Please render the lines starting at the one containing "Sports analytics pipeline — locate the building" and ending at the one containing "(445, 607), (640, 640)" as a numbered list, with both of those lines included. Leave out blank lines and all other items.

▶ _GIVEN DATA_
** Start **

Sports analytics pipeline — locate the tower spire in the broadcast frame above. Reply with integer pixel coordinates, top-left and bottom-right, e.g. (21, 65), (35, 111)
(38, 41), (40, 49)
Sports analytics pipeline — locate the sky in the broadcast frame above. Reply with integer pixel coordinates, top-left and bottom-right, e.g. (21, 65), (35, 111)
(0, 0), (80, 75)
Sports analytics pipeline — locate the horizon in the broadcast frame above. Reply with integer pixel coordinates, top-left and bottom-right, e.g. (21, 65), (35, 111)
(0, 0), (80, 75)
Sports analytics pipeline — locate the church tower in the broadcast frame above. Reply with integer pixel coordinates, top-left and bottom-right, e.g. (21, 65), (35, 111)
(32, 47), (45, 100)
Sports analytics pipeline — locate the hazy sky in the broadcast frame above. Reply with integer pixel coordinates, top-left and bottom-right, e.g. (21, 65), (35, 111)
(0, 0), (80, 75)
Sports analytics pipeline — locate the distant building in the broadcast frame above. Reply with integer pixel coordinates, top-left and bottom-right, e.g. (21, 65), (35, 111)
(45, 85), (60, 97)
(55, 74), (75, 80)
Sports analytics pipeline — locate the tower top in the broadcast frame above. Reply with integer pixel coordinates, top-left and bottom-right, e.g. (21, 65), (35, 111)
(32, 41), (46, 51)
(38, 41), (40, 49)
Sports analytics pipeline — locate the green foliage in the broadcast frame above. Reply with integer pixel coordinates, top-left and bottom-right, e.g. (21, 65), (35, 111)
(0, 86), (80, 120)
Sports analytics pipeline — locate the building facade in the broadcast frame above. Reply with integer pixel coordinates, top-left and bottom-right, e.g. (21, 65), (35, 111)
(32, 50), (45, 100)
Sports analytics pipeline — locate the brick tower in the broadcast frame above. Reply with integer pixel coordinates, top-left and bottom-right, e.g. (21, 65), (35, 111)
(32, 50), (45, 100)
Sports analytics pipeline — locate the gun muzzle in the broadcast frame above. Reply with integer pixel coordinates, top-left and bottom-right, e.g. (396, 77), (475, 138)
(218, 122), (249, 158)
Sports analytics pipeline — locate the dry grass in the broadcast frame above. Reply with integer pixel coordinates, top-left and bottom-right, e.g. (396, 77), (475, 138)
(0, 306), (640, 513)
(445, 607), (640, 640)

** End **
** Start **

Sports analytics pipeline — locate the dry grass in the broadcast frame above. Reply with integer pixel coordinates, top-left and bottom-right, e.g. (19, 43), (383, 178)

** End **

▶ _SOLUTION TO THE PROBLEM_
1. Sports analytics pipeline — locate the building facade in the broadcast frame above. Reply with integer pixel coordinates, top-left and bottom-right, e.g. (21, 65), (35, 111)
2. (32, 50), (45, 100)
3. Sports analytics pipeline — locate the brick tower in the broadcast frame above. Reply with integer pixel coordinates, top-left and bottom-right, e.g. (21, 65), (35, 111)
4. (32, 50), (45, 100)
5. Sports analytics pipeline — locate the gun muzzle in the broadcast frame above. Reply with integer pixel coordinates, top-left and bottom-right, e.g. (396, 77), (475, 138)
6. (218, 122), (249, 158)
7. Sports analytics pipeline — locate the dry grass in the broadcast frame above. Reply with integer pixel coordinates, top-left and bottom-right, e.g. (396, 77), (475, 138)
8. (0, 306), (640, 513)
9. (445, 607), (640, 640)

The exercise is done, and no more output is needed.